## DOCUMENT TEXT
===
Stanford this week featured an article about its latest technological feat: artificial skin that can “feel.” That’s right. Professor Zhenan Bao and a few other engineering wizards have put the finishing touches on a material that can replicate human skin and sense touch and pressure and send those signals to the human brain.
The “skin” is made of two layers of rubber, one of which has a flexible circuit printed on it. In between the two layers there’s a framework of carbon nanotubes that conduct electricity at different intensities depending on the pressure being applied to the skin. Finally, the invention uses genetically engineered cells that can react to these signals and send the info to the nervous system.
“This is the first time a flexible, skin-like material has been able to detect pressure and also transmit a signal to a component of the nervous system,” said Bao.
Sheer brilliance, to say the least. But there’s more to Standford’s sensory mechanism than prosthetic applications. The original report doesn’t make references to other applications (than prosthetics) but when I first read headlines covering it, I instantly thought “skin adorned robots that can feel touch.” And I’m sure I’m not alone. It’s not hard to see this invention assisting the sentient robots of the future in being more like humans, if not identical to humans.
It’s Sci-Fi material for now, but so was space exploration and touch screens, and we’ve mastered both. It’s safe to say we’re decades away (if not centuries away) from creating robot human replicas, but now we are one step closer to fulfilling that vision.
===
## RECORDED DATA
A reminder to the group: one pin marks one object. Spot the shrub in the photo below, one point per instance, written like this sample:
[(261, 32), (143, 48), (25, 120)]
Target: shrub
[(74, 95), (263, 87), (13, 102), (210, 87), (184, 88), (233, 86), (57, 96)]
===
## TASK TO COMPLETE
Write out the passage of the Stanford artificial skin article from "Stanford this week" down to "the human brain.", word for word. The listing plays no part here.

## ANSWER SPACE
Stanford this week featured an article about its latest technological feat: artificial skin that can “feel.” That’s right. Professor Zhenan Bao and a few other engineering wizards have put the finishing touches on a material that can replicate human skin and sense touch and pressure and send those signals to the human brain.